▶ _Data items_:
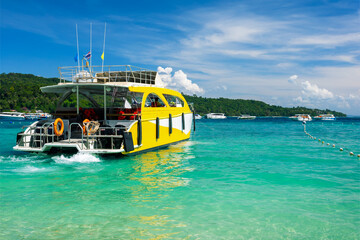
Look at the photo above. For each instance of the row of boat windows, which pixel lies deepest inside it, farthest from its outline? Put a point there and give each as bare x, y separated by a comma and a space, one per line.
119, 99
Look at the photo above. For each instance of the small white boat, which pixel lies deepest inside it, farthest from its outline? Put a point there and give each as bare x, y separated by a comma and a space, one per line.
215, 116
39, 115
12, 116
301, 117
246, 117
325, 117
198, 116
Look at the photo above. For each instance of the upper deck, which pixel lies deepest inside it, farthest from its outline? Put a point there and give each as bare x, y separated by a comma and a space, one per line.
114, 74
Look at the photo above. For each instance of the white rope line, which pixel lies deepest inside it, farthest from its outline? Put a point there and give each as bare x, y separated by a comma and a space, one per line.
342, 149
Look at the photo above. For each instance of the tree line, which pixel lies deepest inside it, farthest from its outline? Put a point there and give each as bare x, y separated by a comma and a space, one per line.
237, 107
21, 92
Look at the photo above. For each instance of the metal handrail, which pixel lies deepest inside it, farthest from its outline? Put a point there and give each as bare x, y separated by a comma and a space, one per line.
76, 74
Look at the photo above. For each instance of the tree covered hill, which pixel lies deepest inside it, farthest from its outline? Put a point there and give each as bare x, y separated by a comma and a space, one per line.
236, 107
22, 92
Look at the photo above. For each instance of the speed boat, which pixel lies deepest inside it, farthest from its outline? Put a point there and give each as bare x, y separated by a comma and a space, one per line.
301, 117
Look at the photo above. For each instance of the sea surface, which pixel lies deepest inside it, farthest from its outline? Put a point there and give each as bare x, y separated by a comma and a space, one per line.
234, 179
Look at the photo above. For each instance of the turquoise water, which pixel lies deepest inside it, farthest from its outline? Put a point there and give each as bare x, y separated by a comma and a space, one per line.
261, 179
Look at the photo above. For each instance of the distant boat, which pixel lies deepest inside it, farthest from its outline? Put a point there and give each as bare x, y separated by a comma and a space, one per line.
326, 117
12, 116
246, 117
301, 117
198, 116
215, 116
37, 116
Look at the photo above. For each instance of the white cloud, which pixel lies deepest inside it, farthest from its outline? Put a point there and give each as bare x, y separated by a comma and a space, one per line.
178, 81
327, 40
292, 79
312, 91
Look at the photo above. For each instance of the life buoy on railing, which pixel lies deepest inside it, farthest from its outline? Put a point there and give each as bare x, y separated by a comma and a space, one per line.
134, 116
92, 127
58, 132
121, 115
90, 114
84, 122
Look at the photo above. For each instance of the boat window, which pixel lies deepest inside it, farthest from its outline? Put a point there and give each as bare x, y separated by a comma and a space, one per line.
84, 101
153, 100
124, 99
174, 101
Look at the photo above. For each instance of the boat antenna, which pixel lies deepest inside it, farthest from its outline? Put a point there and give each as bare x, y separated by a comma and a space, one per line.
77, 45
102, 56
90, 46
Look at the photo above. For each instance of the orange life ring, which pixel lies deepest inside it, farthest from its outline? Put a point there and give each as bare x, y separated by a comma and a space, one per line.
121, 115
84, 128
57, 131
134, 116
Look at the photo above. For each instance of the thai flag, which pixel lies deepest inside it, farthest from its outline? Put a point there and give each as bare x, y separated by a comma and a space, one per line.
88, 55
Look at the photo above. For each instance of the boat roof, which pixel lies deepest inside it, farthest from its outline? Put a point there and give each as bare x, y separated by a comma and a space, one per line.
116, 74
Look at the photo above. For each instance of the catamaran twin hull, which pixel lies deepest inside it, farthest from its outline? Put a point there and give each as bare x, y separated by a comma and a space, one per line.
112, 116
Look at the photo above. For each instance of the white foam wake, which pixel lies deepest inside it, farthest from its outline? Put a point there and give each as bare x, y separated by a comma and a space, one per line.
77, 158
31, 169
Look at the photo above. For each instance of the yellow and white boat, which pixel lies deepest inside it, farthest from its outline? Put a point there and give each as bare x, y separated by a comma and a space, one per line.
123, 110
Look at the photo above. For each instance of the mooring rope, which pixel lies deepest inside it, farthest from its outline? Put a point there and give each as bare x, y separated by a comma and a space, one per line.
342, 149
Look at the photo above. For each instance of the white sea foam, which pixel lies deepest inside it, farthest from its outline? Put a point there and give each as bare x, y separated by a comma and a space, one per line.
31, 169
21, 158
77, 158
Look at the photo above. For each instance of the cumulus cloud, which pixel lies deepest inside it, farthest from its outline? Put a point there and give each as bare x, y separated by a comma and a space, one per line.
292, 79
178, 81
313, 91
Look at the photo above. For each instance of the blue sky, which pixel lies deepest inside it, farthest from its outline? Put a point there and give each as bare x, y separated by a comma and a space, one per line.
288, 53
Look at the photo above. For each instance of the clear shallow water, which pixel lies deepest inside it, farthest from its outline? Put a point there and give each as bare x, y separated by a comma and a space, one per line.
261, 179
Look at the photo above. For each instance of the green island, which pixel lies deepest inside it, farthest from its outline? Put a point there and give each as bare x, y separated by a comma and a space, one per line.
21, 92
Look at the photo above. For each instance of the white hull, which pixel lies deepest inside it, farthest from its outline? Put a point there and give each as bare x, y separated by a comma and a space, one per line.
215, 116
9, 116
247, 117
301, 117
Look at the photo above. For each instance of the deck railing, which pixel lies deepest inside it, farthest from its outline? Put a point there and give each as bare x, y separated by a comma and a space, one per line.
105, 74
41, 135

▶ _Task objective_:
Reproduce the part of the listing that opens with the line containing "Look at the photo above. For each instance of the green" and continues through the end of the listing, both ends included. Copy every request line unchanged, and offset each x and y coordinate in the answers by 102.

▶ _Response_:
Look at the photo above. For each instance of the green island, which pixel lies deepest inside it, farthest from its outline? Put a point there and give each as bare x, y separated by a comma and a space, one per line.
123, 194
Look at the photo above. For each instance of the white hull, which pixel lies deepest inside it, farthest from its outline? Put a point there and give each as bare x, y separated by a comma and a space, one per line.
317, 218
111, 218
349, 219
403, 219
Look at the photo above. For each instance of the deck railing, which pixel lies deepest inside it, farthest from its outline? Put a point there and give each as bare x, y separated by a comma and a space, one per line.
207, 176
143, 237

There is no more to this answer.